- [TEXTABSCHNITT]:
>>>

System.out.println(a) ruft halt die Methode a.toString() auf.

So ist das in Java.


----------



## SlaterB (21. Jan 2008)

> ich versteh nicht ganz, was das Beispiel mit meinem Problem zu tun hat. 

es lehrt, Rekursion zu erlernen (hoffe ich zumindest  )

> woher aber weiß printf, was es ausgeben soll! 

nun gut, das muss man einmal wissen: es wird bei Objekten deren toString()-Operation aufgerufen,

> versteh ich nicht, wieso ich da etwas in mehrere richtungen verfolgen muss!

wenn du nur weniger Richtungen siehst, umso besser,
ich will nur sagen, dass eine lineare Liste doch einfacher aufgebaut ist als ein verzweigter Baum,
dass in einer Liste die Rekursion deutlicher ist

> was ist die Abbruchbedingung???

<<<

- [AUFGABEN]:
[A] Welche Methode ruft System.out.println(a) laut dem Forenbeitrag zu toString() und Rekursion auf?
[B] Schreib den Forenbeitrag zu toString() und Rekursion nach seiner letzten Zeile weiter.

- [ANGEZEIGTE INFORMATIONEN]:

>>>

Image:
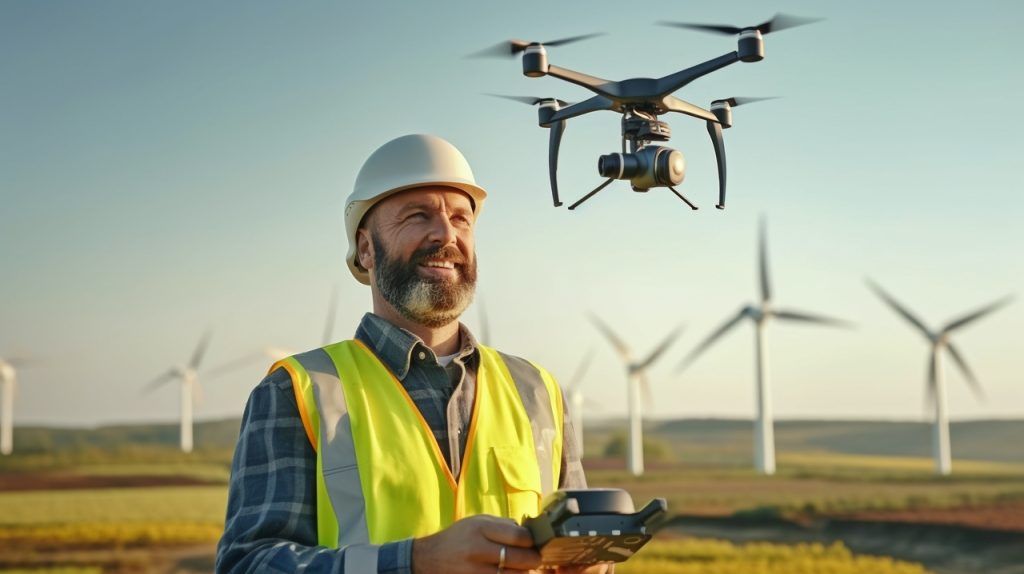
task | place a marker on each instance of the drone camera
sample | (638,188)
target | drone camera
(651,166)
(535,61)
(723,112)
(752,46)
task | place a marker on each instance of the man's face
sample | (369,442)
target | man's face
(418,247)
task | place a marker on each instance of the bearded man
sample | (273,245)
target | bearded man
(411,448)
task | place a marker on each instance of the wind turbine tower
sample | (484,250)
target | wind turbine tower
(936,388)
(636,383)
(574,395)
(761,314)
(8,379)
(188,376)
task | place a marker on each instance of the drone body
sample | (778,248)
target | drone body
(641,101)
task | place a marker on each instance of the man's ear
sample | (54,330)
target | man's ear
(364,249)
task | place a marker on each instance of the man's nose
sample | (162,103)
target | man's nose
(442,230)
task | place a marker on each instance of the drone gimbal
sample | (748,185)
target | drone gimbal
(641,101)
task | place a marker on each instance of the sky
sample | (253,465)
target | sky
(172,167)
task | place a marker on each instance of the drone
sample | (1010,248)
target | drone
(641,101)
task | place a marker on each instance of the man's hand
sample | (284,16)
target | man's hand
(473,545)
(593,569)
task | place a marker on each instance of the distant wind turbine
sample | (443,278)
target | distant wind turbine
(188,376)
(936,390)
(636,381)
(764,426)
(8,385)
(573,391)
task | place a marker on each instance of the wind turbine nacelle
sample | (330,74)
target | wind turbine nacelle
(651,166)
(752,46)
(545,111)
(723,112)
(535,61)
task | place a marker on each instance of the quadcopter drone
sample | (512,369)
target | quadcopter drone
(641,101)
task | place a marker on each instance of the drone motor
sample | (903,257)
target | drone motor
(651,166)
(723,112)
(752,45)
(535,61)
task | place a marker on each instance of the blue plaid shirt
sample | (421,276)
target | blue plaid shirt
(271,504)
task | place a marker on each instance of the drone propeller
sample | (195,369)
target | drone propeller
(734,101)
(513,47)
(530,100)
(780,21)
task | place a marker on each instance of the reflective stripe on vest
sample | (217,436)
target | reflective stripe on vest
(354,409)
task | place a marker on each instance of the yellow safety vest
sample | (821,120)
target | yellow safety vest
(381,476)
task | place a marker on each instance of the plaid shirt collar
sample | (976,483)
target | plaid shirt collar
(394,346)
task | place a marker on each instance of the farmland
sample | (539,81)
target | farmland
(136,508)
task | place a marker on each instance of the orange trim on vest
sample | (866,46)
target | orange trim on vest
(300,401)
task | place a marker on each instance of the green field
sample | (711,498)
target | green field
(705,470)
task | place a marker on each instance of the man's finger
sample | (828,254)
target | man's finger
(508,533)
(521,559)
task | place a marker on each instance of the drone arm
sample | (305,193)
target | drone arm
(591,194)
(555,140)
(673,103)
(673,82)
(592,83)
(715,130)
(595,103)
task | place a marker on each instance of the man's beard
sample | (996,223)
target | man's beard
(430,302)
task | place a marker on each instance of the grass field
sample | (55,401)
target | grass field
(160,502)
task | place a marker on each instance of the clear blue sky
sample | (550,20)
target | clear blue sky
(166,167)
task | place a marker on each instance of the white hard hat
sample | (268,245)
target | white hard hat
(404,163)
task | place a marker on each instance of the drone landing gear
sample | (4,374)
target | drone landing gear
(591,194)
(680,195)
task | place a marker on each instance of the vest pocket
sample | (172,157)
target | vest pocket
(521,479)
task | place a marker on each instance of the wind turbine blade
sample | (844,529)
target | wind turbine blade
(899,308)
(971,379)
(160,382)
(715,336)
(662,348)
(581,369)
(810,318)
(763,263)
(200,350)
(930,384)
(617,343)
(971,317)
(332,312)
(197,393)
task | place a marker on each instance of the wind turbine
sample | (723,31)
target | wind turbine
(636,381)
(761,314)
(8,384)
(936,390)
(574,395)
(188,376)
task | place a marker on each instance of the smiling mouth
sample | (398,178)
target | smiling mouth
(438,264)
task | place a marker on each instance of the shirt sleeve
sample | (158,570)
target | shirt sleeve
(270,524)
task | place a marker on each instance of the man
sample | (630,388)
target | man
(411,448)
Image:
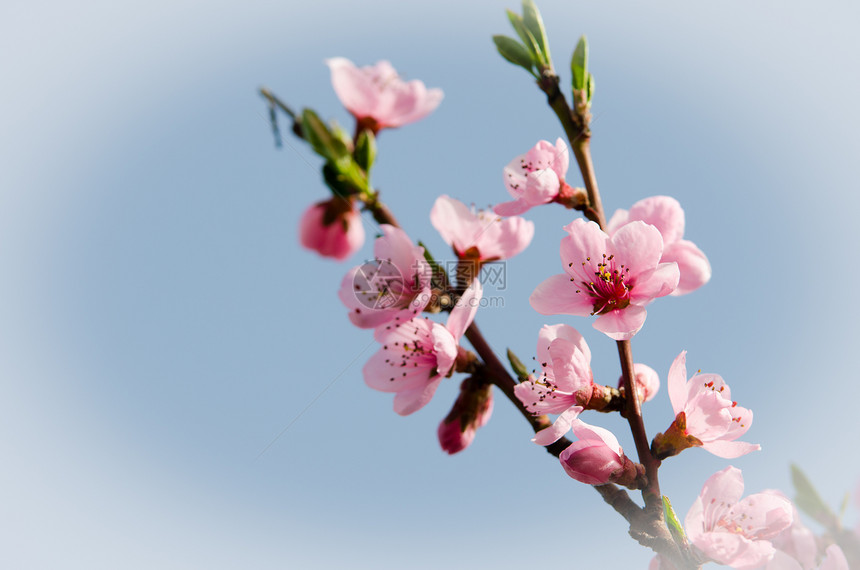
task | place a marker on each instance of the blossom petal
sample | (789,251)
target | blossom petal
(694,267)
(518,206)
(639,245)
(558,296)
(622,324)
(560,427)
(464,311)
(677,383)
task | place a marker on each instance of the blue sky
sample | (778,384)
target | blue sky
(161,326)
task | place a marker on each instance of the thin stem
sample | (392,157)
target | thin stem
(651,493)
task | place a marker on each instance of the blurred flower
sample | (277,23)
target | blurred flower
(666,214)
(481,236)
(535,178)
(377,97)
(332,228)
(734,531)
(471,410)
(418,353)
(647,381)
(393,287)
(613,278)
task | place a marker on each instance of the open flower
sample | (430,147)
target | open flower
(418,353)
(377,97)
(565,362)
(666,214)
(535,178)
(332,228)
(613,278)
(733,531)
(705,416)
(471,410)
(393,287)
(481,236)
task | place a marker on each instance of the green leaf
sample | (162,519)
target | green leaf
(589,91)
(321,138)
(365,150)
(534,24)
(672,522)
(808,500)
(579,65)
(528,39)
(514,52)
(517,366)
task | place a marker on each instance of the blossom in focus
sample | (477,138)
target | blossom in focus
(377,97)
(611,277)
(666,214)
(393,287)
(647,381)
(535,178)
(332,228)
(471,410)
(418,353)
(733,531)
(481,236)
(596,458)
(706,416)
(565,362)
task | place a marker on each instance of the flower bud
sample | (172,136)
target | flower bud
(332,228)
(471,410)
(597,458)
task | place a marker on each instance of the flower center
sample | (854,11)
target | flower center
(609,287)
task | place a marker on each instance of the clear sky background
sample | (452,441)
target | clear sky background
(160,326)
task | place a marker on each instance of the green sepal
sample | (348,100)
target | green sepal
(676,529)
(514,52)
(579,65)
(325,143)
(365,150)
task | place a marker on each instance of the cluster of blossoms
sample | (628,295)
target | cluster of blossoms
(611,273)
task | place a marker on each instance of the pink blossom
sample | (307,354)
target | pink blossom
(418,353)
(332,228)
(666,214)
(733,531)
(565,362)
(481,236)
(471,410)
(535,178)
(377,97)
(596,458)
(647,381)
(710,414)
(393,287)
(613,278)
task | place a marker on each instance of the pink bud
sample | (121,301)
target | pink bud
(332,228)
(647,382)
(597,458)
(471,410)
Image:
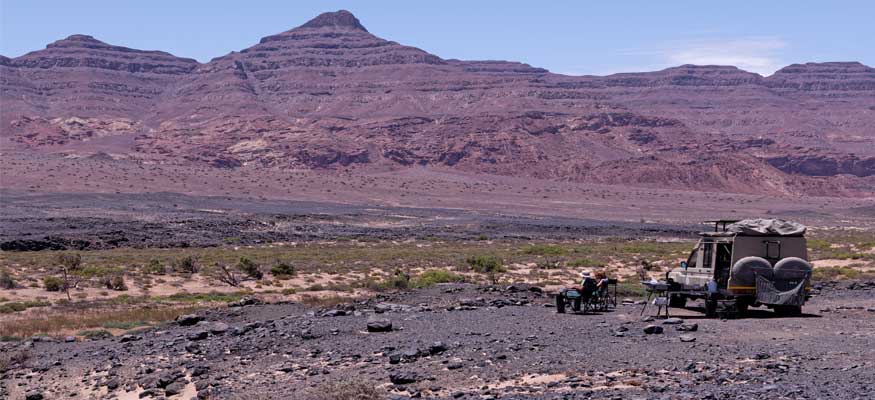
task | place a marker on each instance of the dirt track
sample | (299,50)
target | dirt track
(494,343)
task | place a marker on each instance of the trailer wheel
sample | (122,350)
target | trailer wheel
(711,308)
(576,304)
(560,304)
(788,311)
(677,301)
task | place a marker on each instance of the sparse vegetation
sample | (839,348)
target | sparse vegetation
(6,280)
(490,265)
(186,265)
(282,270)
(434,276)
(53,284)
(250,268)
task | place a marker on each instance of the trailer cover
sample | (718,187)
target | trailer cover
(766,227)
(768,294)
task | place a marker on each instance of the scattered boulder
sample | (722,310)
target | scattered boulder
(379,325)
(34,396)
(437,348)
(653,329)
(218,328)
(688,327)
(246,301)
(175,388)
(403,378)
(130,338)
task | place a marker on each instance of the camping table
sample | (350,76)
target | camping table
(662,292)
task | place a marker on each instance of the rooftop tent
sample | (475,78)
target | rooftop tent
(766,227)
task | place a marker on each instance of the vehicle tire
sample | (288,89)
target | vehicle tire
(677,301)
(741,307)
(560,304)
(788,311)
(710,308)
(792,269)
(745,271)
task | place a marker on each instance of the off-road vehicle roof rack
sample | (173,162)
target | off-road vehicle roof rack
(721,224)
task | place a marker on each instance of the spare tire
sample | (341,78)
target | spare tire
(745,271)
(793,269)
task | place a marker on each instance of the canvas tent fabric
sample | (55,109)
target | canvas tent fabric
(767,227)
(768,294)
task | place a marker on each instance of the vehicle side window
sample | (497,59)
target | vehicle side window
(691,262)
(707,251)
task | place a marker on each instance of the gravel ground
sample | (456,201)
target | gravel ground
(470,342)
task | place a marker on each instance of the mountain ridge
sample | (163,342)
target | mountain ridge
(328,94)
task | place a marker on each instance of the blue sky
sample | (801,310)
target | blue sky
(571,37)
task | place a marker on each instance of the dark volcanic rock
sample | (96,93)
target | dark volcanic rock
(379,325)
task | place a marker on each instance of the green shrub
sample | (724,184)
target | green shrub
(282,269)
(250,268)
(489,265)
(186,265)
(6,280)
(71,262)
(434,276)
(544,250)
(53,284)
(485,264)
(114,282)
(155,267)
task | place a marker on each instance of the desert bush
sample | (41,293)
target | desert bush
(154,267)
(347,390)
(6,280)
(223,274)
(70,261)
(434,276)
(53,284)
(544,250)
(399,280)
(282,269)
(114,282)
(186,265)
(250,268)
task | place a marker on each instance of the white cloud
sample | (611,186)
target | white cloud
(760,54)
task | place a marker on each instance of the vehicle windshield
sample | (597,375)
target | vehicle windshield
(691,261)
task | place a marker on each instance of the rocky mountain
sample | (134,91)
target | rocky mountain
(329,94)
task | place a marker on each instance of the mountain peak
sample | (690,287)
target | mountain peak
(338,19)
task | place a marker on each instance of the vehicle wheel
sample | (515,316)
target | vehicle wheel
(788,311)
(710,308)
(560,304)
(741,307)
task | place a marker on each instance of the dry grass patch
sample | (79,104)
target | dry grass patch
(65,320)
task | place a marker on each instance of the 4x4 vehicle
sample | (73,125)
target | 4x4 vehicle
(746,263)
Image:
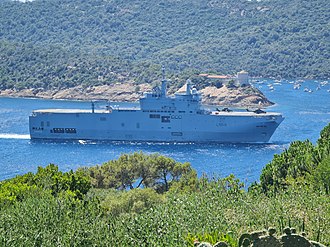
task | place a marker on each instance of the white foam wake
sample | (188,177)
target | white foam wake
(13,136)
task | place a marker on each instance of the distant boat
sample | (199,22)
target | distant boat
(296,86)
(159,118)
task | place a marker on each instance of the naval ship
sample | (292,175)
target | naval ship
(158,118)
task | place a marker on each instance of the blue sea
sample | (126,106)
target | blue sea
(306,111)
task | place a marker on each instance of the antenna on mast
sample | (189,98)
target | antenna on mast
(163,72)
(163,82)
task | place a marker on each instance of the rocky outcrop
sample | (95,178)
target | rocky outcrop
(246,96)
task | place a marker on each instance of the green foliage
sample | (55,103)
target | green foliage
(46,179)
(133,201)
(139,170)
(300,162)
(54,44)
(51,208)
(212,237)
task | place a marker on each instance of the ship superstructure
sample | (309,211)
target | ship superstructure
(160,118)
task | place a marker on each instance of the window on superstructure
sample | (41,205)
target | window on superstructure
(154,116)
(166,119)
(58,130)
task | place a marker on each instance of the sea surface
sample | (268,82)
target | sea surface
(306,111)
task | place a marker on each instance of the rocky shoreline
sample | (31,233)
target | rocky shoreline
(246,96)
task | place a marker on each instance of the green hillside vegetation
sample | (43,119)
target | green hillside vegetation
(59,43)
(152,200)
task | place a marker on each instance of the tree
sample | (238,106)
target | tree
(139,170)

<<<

- [LÖSUNGEN DER AUFGABEN]:
[A] Die Methode a.toString().

[B]
wenn ein Knoten keine Kinder hat, dann die Operation nicht rekursiv für die nichtvorhandenen Kinder aufrufen 
in diesem Fall also trivial

> ist das wirklich so schwer?
> aber es wirkt, als wäre die Sache schon etwas komplexer, oder?! 

nein, ist machbar, aber für dich anscheinend schwer


----------



## guni (21. Jan 2008)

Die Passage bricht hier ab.